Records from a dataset
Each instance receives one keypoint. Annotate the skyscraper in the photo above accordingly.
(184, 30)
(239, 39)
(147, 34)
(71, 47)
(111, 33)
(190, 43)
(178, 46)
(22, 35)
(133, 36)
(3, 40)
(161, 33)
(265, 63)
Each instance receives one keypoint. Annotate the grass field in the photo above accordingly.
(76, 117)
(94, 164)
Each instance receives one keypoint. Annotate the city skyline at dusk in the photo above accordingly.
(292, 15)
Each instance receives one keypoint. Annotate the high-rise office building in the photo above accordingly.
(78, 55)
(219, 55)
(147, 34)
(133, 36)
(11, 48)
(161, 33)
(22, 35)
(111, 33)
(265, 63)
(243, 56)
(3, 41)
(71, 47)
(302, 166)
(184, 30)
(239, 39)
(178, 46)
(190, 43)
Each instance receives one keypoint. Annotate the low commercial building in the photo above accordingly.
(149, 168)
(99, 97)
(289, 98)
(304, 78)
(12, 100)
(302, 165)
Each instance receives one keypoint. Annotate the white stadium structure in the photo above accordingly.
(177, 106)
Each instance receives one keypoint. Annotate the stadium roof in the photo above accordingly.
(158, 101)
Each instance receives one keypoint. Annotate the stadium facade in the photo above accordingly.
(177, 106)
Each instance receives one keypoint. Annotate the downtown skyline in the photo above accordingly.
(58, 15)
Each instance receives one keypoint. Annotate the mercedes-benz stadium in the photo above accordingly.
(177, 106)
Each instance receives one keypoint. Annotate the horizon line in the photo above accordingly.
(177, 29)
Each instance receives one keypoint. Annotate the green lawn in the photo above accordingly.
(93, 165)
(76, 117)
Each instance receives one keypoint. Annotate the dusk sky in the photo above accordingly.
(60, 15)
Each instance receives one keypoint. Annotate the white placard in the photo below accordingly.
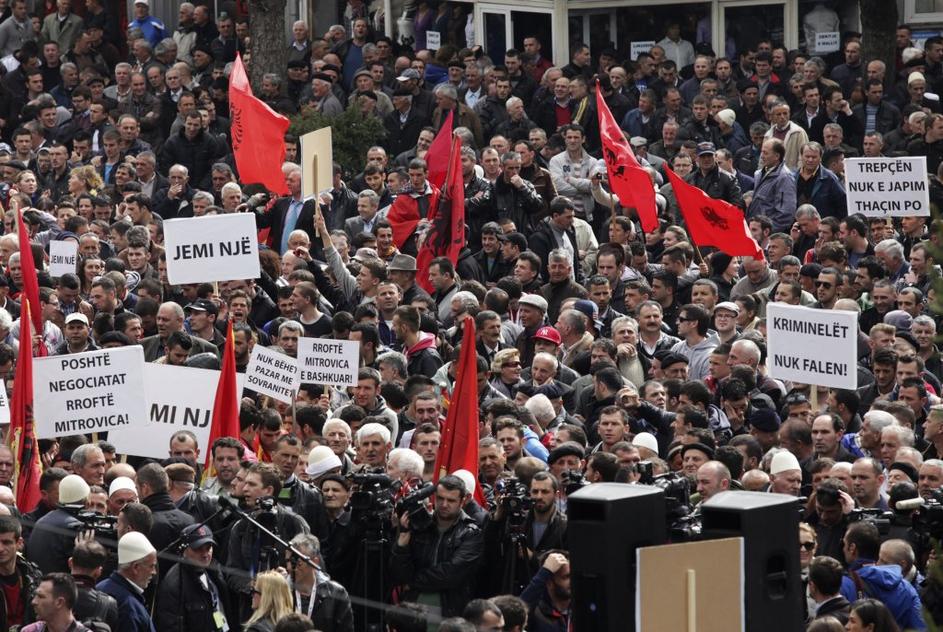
(95, 391)
(62, 256)
(329, 362)
(812, 346)
(178, 398)
(888, 187)
(211, 248)
(272, 373)
(827, 42)
(637, 48)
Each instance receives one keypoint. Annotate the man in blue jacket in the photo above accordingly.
(137, 565)
(861, 545)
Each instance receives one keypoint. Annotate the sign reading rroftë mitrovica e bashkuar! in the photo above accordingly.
(812, 346)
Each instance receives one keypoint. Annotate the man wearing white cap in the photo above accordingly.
(53, 537)
(137, 565)
(785, 473)
(121, 492)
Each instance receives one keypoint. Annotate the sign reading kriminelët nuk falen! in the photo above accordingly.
(812, 346)
(888, 187)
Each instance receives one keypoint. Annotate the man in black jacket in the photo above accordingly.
(300, 497)
(330, 609)
(86, 564)
(710, 179)
(441, 560)
(246, 542)
(193, 594)
(153, 490)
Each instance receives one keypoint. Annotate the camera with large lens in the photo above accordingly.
(515, 500)
(100, 524)
(415, 506)
(878, 517)
(372, 502)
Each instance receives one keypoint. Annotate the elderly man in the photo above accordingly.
(446, 98)
(774, 190)
(170, 318)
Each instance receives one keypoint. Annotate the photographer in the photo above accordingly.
(247, 544)
(438, 563)
(53, 538)
(193, 595)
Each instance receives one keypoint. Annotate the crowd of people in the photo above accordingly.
(604, 353)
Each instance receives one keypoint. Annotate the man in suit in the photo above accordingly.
(368, 203)
(403, 124)
(288, 214)
(170, 319)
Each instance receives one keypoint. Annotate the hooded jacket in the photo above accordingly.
(887, 585)
(422, 358)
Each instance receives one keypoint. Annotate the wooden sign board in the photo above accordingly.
(691, 587)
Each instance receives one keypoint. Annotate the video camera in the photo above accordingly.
(372, 503)
(683, 524)
(101, 525)
(415, 506)
(515, 500)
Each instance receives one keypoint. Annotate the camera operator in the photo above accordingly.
(246, 542)
(867, 480)
(86, 564)
(193, 595)
(548, 595)
(534, 522)
(53, 538)
(712, 478)
(303, 499)
(154, 490)
(438, 564)
(326, 602)
(832, 504)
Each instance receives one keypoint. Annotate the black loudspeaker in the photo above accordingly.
(769, 525)
(607, 522)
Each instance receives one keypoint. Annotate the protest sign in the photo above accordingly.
(827, 42)
(888, 187)
(62, 256)
(676, 584)
(637, 48)
(272, 373)
(328, 362)
(89, 392)
(317, 162)
(178, 398)
(211, 248)
(812, 346)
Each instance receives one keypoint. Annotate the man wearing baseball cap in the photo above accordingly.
(77, 338)
(193, 595)
(137, 565)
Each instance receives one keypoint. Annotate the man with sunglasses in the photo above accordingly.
(826, 289)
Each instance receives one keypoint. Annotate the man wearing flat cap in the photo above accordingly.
(193, 594)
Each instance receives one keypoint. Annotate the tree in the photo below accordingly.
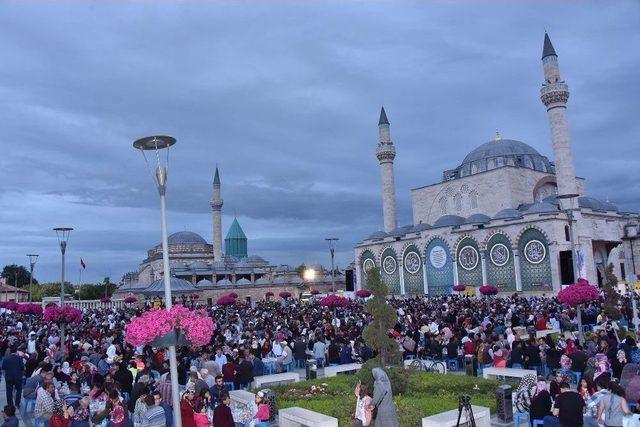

_What to do_: Leaving out every picture, repeat the records above exactly as they stand.

_Solution for this task_:
Each instance receives one keypoint. Annotate the skyscraper in the photo above accordingly.
(184, 30)
(239, 39)
(147, 34)
(71, 47)
(111, 33)
(190, 43)
(178, 46)
(22, 35)
(133, 36)
(3, 40)
(161, 33)
(265, 63)
Each instance receives one keypoint. Annotate the grass field in the photo above accordingly.
(76, 117)
(94, 164)
Each instance receives one keypoint. Annotate the city skyline at dusk in the photo above accordingly.
(292, 15)
Each instance receives one keypoint. Annotate the high-rise office building in the photo above accordingly.
(78, 55)
(219, 55)
(147, 34)
(133, 36)
(11, 48)
(161, 33)
(22, 35)
(111, 33)
(265, 63)
(243, 56)
(3, 41)
(71, 47)
(302, 166)
(184, 30)
(239, 39)
(178, 46)
(190, 43)
Each instance receives one keypoint. Annotate the low commercial building in the photo above accordingly.
(149, 168)
(99, 97)
(289, 98)
(304, 78)
(12, 100)
(302, 165)
Each instance receives one keypoint. Annotate the white stadium structure in the photo above accordingly.
(177, 106)
Each instance receives one keypoint. Annotate the stadium roof in the photo above accordingly.
(158, 101)
Each instance receives one keypoint. Annotate the stadium facade in the photo above accordingly.
(177, 106)
Each instance receives one keypoint. Annotate the downtown skyline in the photo above accordingly.
(58, 15)
Each instance receives one keypoint. Annotate the mercedes-benz stadium in the photo above accordingly.
(177, 106)
Each instance receives one keypoint. Annotate the horizon line in the photo above accordingly.
(177, 29)
Each instance receives one keypoint. Annotate the green lawn in the photo above accordingly.
(93, 165)
(76, 117)
Each instance receives one keypoint. Annotate the dusk sky in the photo above accordingly.
(60, 15)
Each instance receives one keypoint. Annotate the white placard in the photo below accordingly.
(95, 391)
(62, 256)
(329, 362)
(812, 346)
(178, 398)
(888, 187)
(211, 248)
(272, 373)
(827, 42)
(637, 48)
Each instance receives one keypoint. Annotate the man in blue jacket in the photo above accordingly.
(137, 565)
(861, 545)
Each instance receives one keypoint. Annotate the sign reading rroftë mitrovica e bashkuar! in the photo above accordingly.
(812, 346)
Each instance receives one keypoint. Annotate the man wearing white cap in the photo above accordingly.
(53, 537)
(137, 565)
(785, 473)
(121, 492)
Each instance receives one keypoint. Annotate the sign reading kriminelët nuk falen! in the photo above accordingly.
(812, 346)
(888, 187)
Each instance receives one keypoint. Annotate the man in black jacket in the photo above accordingly.
(300, 497)
(330, 609)
(86, 564)
(710, 179)
(441, 560)
(246, 542)
(193, 594)
(153, 490)
Each instance receives one keypoint. Annotate the camera with large lens in the photo above accordingly.
(515, 500)
(100, 524)
(415, 506)
(878, 517)
(372, 502)
Each instance receives one keypoint. Annotate the elderly man in the photo above accordingly.
(446, 98)
(774, 190)
(170, 318)
Each instance receives one keypoint. Annotate the photographer in the photo above accordingly.
(247, 544)
(438, 563)
(53, 538)
(193, 595)
Each instance receives one keypoint. Annotate the crowd of people in the photo above accordingly.
(604, 353)
Each instance receives one keypoint. Annotate the man in suit in the photo above accordingly.
(368, 203)
(403, 124)
(288, 214)
(170, 319)
Each instance receives one keypoint. Annotate the hooded jacket in the photo above accordingly.
(887, 585)
(422, 358)
Each instance receives one keypoint. Annotate the wooden sign board in the photo above accordingly.
(691, 587)
Each instance receives one keypoint. Annotate the video camera in the photo above accordingly.
(372, 503)
(683, 524)
(101, 525)
(415, 506)
(515, 500)
Each instance receives one keypoint. Annotate the camera operator in the photo above accordingly.
(246, 542)
(867, 480)
(86, 564)
(193, 595)
(548, 595)
(534, 522)
(53, 538)
(712, 478)
(303, 499)
(154, 490)
(438, 564)
(326, 602)
(832, 504)
Each instance receives one keypoint. Annotate the black loudspeaker in the photo above accordingly.
(769, 525)
(607, 522)
Each instance receives one keypoint. Annotate the protest sign in the photo above accordingly.
(827, 42)
(888, 187)
(62, 256)
(676, 584)
(637, 48)
(272, 373)
(328, 362)
(89, 392)
(317, 162)
(178, 398)
(211, 248)
(812, 346)
Each instance receives one keypoint. Annotate the man wearing baseball cap in the photo above accordingly.
(77, 338)
(193, 595)
(137, 565)
Each instance receives one keypoint. Annotate the man with sunglasses in the photo above accordingly.
(826, 289)
Each instance receives one keypoint. Annotate the man wearing flat cap in the photo above accordingly.
(193, 594)
Each instance receives one keypoint. Annotate the tree in the photo below accordingly.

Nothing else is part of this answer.